EXERCISE GOAL:
Restate the records in full and exactly, with no images included.

(DATA FOR PROCESSING)

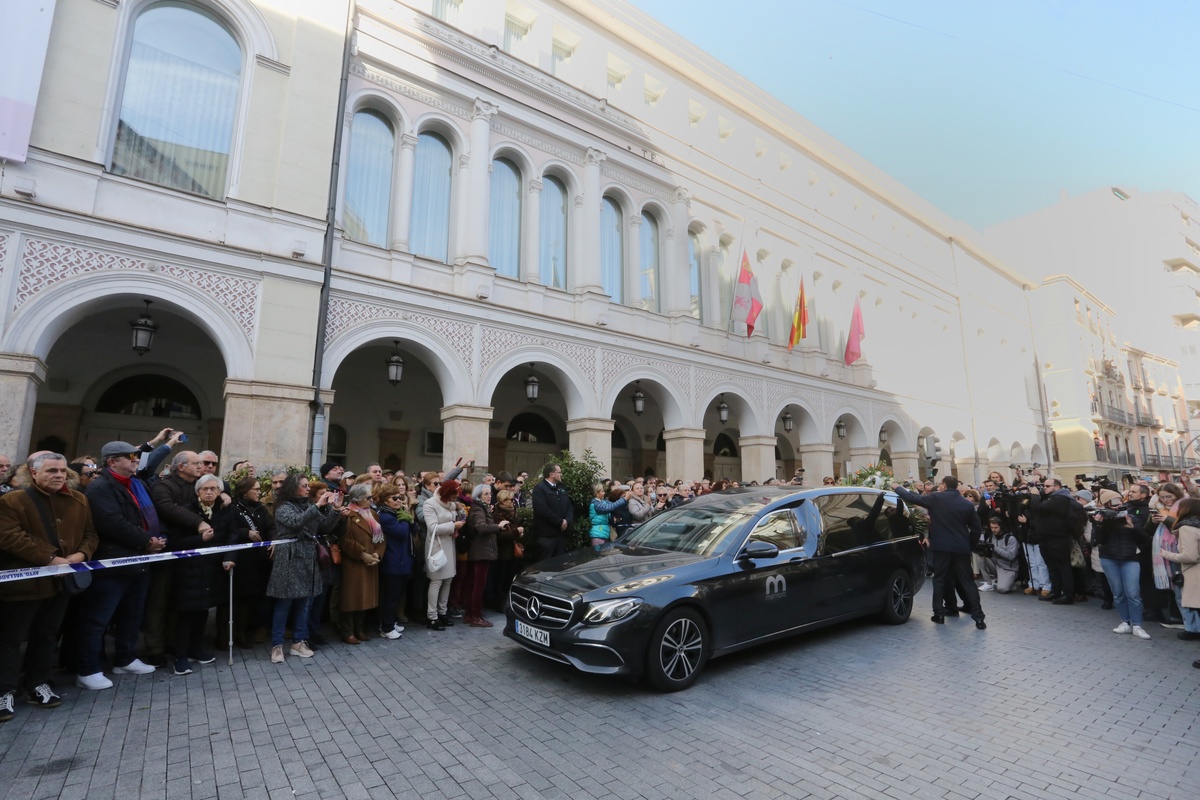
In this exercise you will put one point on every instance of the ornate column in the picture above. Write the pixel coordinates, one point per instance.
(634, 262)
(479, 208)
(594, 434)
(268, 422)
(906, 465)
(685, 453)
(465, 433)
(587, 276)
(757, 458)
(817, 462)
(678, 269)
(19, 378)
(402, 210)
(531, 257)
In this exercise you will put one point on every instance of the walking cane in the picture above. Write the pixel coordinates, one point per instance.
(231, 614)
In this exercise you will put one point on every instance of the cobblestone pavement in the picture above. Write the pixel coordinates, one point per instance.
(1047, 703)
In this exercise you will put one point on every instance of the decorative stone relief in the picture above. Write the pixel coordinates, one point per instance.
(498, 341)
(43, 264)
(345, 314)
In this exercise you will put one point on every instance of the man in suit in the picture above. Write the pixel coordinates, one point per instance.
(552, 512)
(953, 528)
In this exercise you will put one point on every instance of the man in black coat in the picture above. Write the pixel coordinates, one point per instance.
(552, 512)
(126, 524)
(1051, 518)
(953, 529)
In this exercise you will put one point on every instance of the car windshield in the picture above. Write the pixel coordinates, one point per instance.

(End DATA FOR PROCESSING)

TASK OUTPUT:
In this exercise you will put one point on every instance of the ornate column in the picture above. Write the pixel coordinates, one point per instance.
(634, 262)
(479, 208)
(594, 434)
(268, 422)
(906, 465)
(685, 453)
(465, 433)
(587, 276)
(757, 458)
(817, 462)
(678, 269)
(19, 378)
(402, 210)
(531, 257)
In this exercise you will put one point on every instance of the walking cane in the picture above. Write the pixel coordinates, one point per instance.
(231, 614)
In this exercise you will put one point on every instance of the cobblestone pavement in the picture above. Write the pixel coordinates, one point per instance.
(1047, 703)
In this exercise you will put one point on every instance of the decorative stone relief in the picture above. Write the pixel coordinates, one point per instance.
(498, 341)
(43, 264)
(345, 314)
In this exercise you will put one point on every instance of the man in suit in the picture above. Write the pixel coordinates, one point per instance.
(552, 512)
(953, 528)
In this exercise you will put one point on every instance of the man in black coat in the picture above. Write the pixel coordinates, one point per instance.
(552, 512)
(126, 524)
(1051, 518)
(953, 529)
In this exercise you will put one point on every instance of the car windshield in the picture above. Write the pixel coordinates, one point per instance.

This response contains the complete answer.